# YOUR INSTRUCTIONS
List every line of the data below that contains the string "benchmark", copying each one in full.

# EXERCISE DATA
------------------------
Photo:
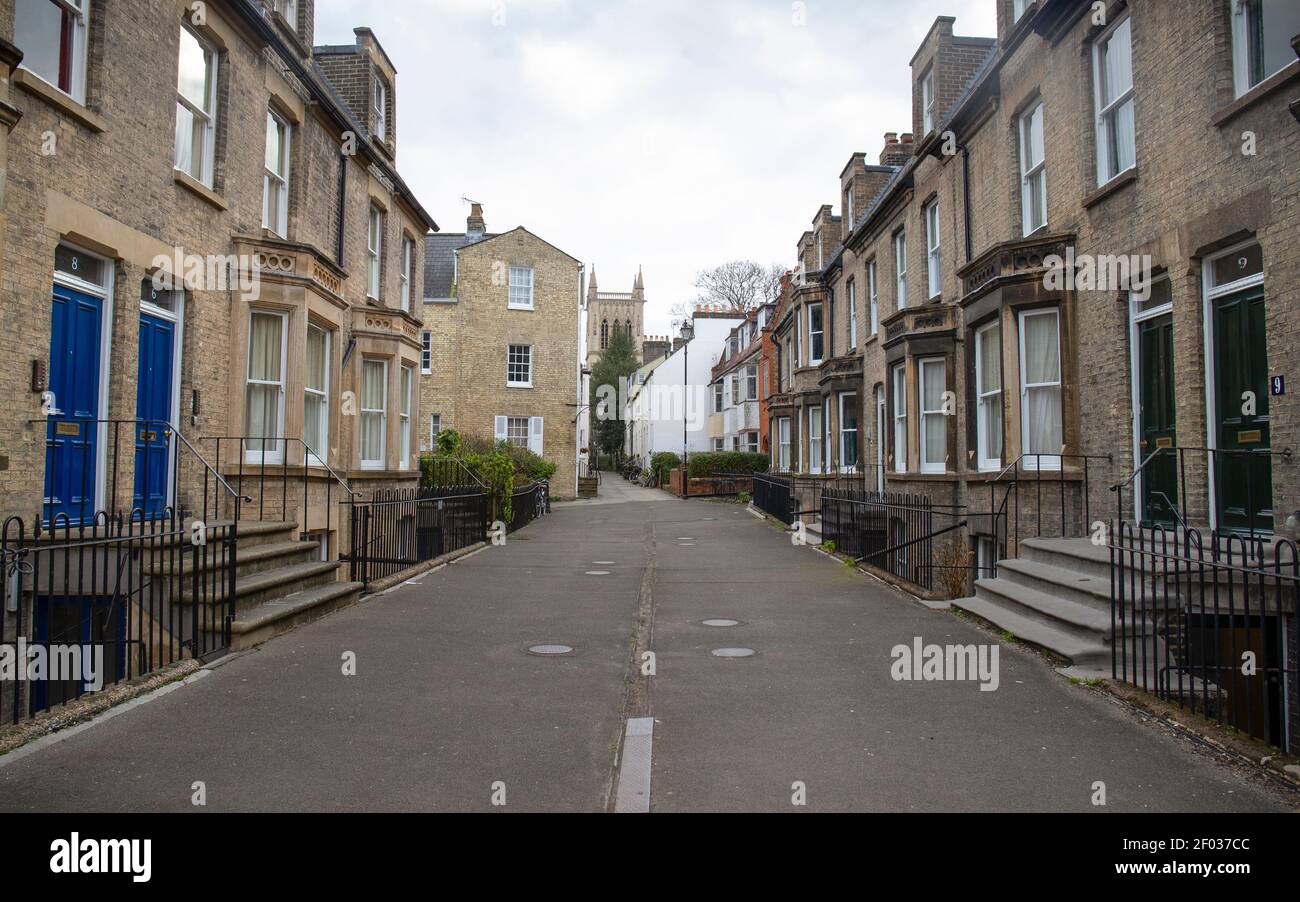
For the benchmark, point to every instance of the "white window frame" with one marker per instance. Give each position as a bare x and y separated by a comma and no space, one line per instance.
------------------------
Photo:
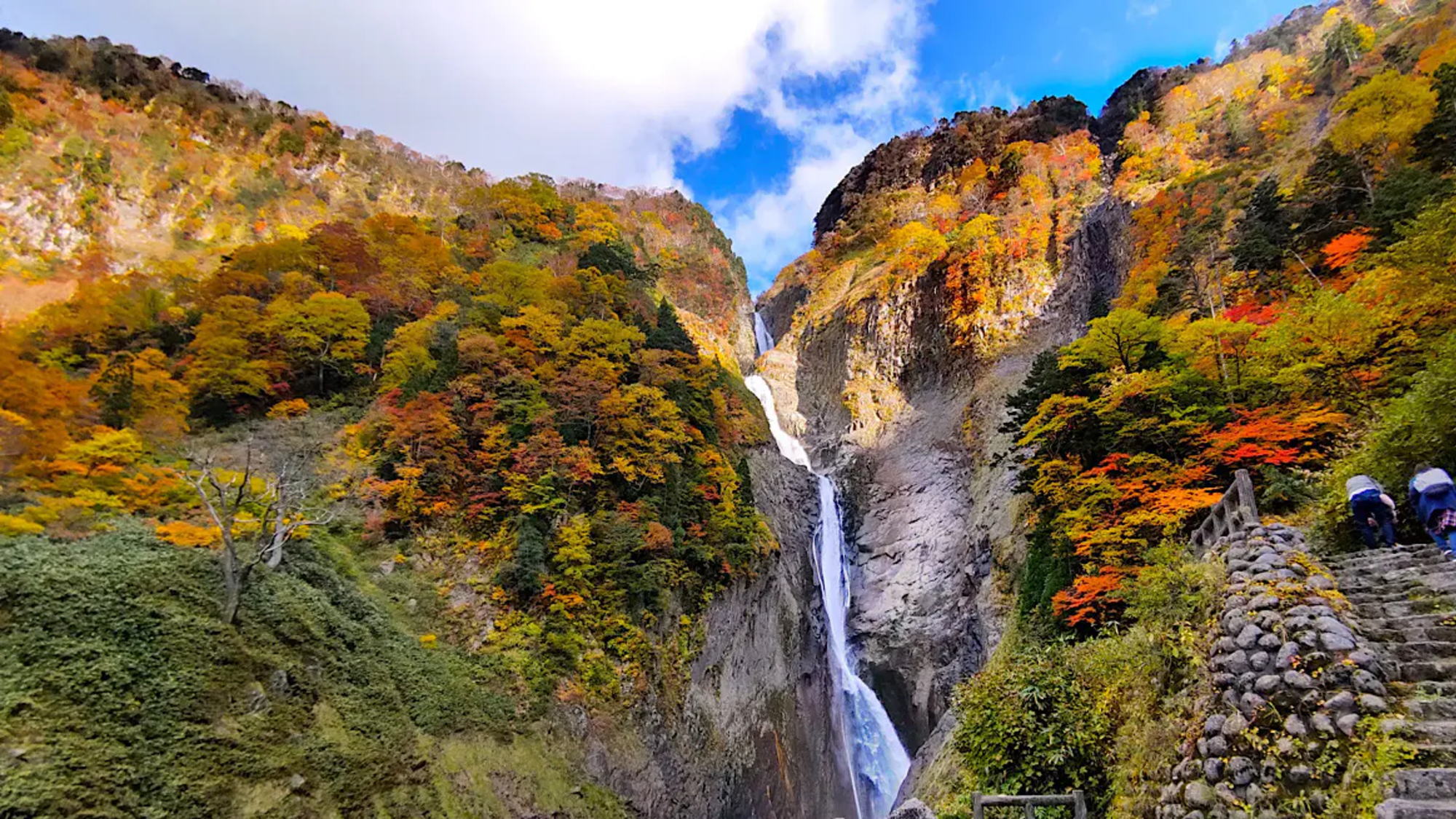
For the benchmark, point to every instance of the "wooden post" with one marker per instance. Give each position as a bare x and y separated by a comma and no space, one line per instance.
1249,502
------------------------
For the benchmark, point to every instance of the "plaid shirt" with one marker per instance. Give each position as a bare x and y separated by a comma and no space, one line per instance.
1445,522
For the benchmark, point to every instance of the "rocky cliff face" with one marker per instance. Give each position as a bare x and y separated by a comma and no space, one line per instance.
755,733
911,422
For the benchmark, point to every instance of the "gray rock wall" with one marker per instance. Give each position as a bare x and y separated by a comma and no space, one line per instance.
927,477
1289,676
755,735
------------------------
# REPLY TO THE EXERCISE
For the benchmark, point to every instance of the "white window frame" with one marker per instance. Give each position as a bare x and y separated by a comma and no space, one line per instance.
For the benchmark, point to every instance of the "wooden post" with one marker per instance. Give each position as a bare x and y separated by a comma and no space, one line per instance.
For the benchmark, point to every instance of the "plaid shirt" with one marker per instance. Give each position as a bare x and y separated by a comma and no space, one line per instance.
For the benchmark, point to every instance of the "rocky cliff face" with one marker per instance. Give each position as a bare x and y separated by a comma and no space, one line per instance.
For the benchmark, point to every instance of the "gray rock wall" with one marker per instance. Give each position as a bare x and y separated by a comma and no space, one line per instance.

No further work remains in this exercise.